Exercise requirements —
When you have gone through the records, report how many lines include "hair", giving the number and nothing more.

Supplied information —
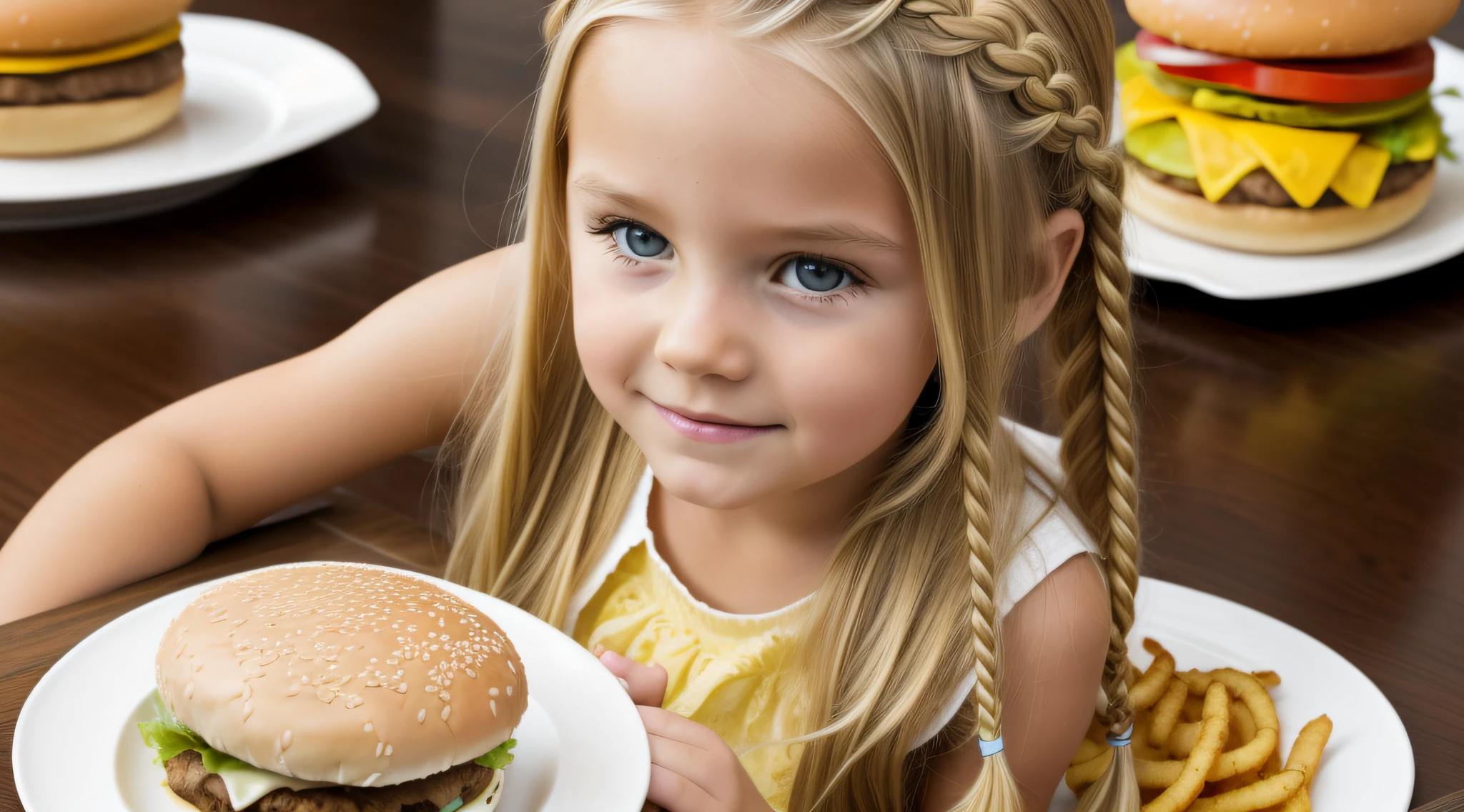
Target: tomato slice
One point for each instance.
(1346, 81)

--

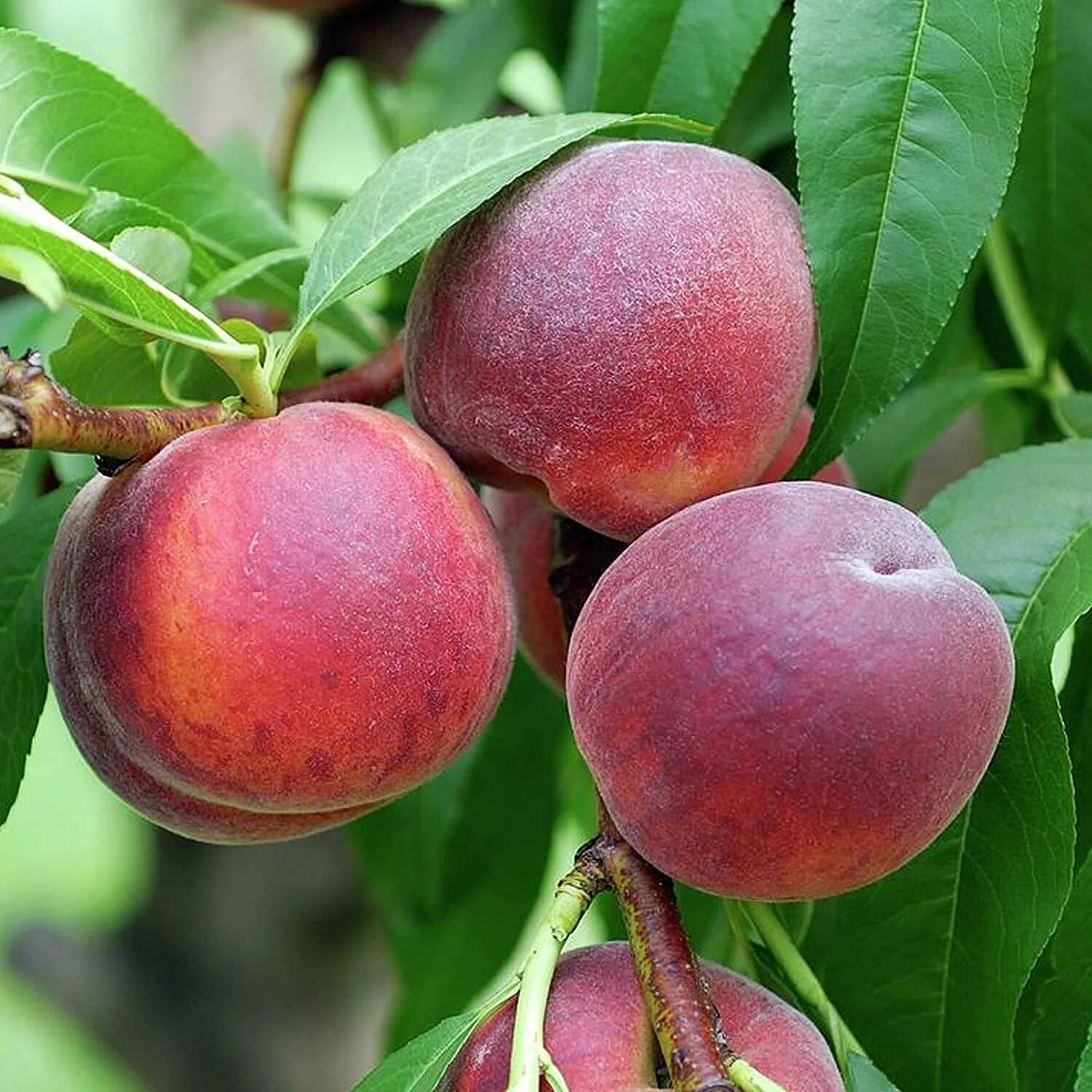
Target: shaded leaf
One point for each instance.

...

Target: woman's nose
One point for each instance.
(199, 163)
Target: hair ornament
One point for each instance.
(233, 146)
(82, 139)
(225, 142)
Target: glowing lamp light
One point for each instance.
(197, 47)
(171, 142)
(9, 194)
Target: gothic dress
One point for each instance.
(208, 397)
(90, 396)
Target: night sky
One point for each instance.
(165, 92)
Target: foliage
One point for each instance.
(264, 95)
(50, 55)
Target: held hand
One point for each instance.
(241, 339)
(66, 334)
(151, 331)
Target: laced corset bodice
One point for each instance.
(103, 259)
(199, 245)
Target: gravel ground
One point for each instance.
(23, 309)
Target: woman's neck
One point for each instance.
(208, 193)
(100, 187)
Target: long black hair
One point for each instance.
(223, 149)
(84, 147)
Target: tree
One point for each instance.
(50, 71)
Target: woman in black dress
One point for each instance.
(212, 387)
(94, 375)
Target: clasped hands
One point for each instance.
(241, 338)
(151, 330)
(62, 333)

Solution for this task —
2